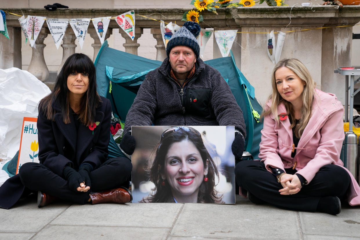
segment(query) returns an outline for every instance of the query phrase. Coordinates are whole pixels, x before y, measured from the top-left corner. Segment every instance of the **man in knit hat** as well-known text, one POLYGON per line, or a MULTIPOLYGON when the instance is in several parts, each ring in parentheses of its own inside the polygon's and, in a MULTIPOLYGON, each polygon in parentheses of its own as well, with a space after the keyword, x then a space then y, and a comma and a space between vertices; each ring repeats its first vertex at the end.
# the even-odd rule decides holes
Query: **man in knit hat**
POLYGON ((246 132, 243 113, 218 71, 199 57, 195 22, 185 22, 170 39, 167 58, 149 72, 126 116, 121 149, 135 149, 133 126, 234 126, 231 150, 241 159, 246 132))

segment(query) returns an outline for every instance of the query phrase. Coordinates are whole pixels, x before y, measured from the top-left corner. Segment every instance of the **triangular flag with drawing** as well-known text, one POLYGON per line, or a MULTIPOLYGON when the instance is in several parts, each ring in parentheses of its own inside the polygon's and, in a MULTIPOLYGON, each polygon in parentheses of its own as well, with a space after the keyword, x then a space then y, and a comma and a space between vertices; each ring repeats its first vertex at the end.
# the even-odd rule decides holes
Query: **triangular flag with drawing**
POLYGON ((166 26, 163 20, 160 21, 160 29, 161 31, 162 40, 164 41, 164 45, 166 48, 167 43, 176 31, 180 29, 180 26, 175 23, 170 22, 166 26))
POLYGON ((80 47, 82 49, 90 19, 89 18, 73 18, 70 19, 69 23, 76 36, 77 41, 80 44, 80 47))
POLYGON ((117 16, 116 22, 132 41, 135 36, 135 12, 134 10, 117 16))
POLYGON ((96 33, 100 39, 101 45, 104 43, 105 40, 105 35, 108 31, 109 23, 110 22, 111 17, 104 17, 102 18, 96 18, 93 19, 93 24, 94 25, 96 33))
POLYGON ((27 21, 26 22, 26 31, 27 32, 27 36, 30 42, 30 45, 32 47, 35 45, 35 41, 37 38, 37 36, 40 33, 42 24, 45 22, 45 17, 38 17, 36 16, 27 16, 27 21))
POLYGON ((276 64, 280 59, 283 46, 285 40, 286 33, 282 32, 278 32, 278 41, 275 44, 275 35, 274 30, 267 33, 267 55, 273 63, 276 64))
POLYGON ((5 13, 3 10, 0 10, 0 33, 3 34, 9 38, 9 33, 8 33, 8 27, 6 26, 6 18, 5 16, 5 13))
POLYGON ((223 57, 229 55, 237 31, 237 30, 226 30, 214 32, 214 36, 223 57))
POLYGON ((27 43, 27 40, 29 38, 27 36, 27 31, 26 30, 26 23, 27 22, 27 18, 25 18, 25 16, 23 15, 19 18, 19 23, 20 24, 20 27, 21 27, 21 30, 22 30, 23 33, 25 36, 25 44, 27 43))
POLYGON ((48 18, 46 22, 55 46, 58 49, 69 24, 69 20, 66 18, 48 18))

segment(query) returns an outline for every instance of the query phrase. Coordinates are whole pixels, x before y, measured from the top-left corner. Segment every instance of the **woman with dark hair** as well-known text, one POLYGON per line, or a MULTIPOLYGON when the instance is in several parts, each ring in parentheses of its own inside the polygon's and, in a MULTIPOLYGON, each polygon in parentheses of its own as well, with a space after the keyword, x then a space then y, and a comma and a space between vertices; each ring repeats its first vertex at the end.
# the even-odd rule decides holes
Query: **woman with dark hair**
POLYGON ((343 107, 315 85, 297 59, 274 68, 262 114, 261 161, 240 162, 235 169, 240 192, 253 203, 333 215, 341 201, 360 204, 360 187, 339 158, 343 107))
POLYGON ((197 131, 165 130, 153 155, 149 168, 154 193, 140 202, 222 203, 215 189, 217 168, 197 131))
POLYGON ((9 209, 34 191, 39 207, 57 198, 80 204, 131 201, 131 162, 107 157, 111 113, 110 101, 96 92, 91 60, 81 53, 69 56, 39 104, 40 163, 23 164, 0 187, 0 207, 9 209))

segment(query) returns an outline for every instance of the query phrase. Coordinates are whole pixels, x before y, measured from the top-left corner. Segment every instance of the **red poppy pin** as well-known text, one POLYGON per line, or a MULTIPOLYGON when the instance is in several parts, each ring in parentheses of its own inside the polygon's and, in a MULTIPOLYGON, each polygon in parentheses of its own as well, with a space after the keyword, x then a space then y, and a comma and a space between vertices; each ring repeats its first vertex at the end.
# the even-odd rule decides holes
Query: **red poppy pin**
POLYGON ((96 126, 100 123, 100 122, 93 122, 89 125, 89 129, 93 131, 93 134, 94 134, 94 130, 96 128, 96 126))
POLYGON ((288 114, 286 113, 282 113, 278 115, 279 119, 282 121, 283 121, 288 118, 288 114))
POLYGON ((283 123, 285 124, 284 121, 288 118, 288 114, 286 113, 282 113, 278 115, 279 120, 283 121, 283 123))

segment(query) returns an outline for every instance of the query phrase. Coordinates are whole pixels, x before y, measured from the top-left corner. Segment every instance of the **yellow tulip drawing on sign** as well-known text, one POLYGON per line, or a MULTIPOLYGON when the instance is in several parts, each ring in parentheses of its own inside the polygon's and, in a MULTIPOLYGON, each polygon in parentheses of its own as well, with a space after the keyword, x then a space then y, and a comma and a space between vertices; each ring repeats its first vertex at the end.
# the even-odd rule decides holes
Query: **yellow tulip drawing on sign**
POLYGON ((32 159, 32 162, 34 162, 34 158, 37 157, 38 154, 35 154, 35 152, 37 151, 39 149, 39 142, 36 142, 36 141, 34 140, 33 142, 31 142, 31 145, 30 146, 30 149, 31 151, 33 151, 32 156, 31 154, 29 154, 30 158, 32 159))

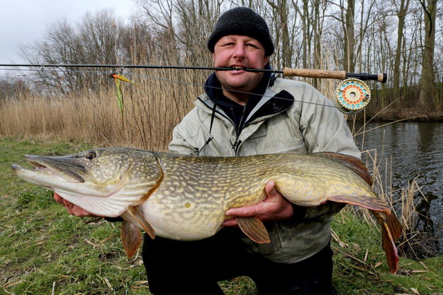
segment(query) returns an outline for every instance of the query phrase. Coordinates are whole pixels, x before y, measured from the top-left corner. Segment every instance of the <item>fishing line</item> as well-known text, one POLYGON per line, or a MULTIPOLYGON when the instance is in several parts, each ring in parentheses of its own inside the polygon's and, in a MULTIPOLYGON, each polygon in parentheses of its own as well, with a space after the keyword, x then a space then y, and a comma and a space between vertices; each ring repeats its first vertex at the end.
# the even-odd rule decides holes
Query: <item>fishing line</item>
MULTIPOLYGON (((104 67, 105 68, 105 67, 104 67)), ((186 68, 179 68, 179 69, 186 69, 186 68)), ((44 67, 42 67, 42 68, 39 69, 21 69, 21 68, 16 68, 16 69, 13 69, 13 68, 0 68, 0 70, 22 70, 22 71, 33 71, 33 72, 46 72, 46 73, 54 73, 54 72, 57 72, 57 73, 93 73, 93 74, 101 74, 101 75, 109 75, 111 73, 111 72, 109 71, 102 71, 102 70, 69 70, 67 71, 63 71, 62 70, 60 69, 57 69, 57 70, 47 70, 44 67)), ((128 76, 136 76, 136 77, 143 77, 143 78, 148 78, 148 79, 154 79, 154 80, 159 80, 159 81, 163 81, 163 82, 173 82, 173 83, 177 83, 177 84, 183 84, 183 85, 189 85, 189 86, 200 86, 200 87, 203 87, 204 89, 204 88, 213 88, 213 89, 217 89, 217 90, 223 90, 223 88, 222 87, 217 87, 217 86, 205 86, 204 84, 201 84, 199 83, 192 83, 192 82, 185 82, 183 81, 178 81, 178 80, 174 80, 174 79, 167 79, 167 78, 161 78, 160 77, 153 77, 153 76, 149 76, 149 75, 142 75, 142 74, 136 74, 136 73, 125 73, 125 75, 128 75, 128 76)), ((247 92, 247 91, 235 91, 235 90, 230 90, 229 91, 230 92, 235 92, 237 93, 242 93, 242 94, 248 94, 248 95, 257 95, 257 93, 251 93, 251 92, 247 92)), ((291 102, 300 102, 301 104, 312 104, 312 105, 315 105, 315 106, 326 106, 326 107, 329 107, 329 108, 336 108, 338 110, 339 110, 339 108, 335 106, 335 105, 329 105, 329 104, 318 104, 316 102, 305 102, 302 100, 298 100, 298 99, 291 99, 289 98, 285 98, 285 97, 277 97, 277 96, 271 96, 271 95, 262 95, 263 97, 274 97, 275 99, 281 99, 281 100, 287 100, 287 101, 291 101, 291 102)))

### Challenge
Reproduce the listing from its beginning through the line containing "Query: **man in knit hat**", both ends included, and omit the pictures.

### Expected answer
segment(query) returns an outline for every instance of the query phrase. Coordinates are whole pixels, x before y, measured from the top-left corner. Segment every instance of the **man in knit hat** as well-known text, one POLYGON per line, or a MULTIPOLYGON when the instance is in several parts, each ring in parentheses of its own inside the polygon's and, in a MULTIPOLYGON, each polygon in parentheses of its own as well, with a space after the keyword, x then a space then y, and a comma and a space between vertices; each ring repeats its first vertex at the end.
# the even-odd rule decides holes
Query: **man in knit hat**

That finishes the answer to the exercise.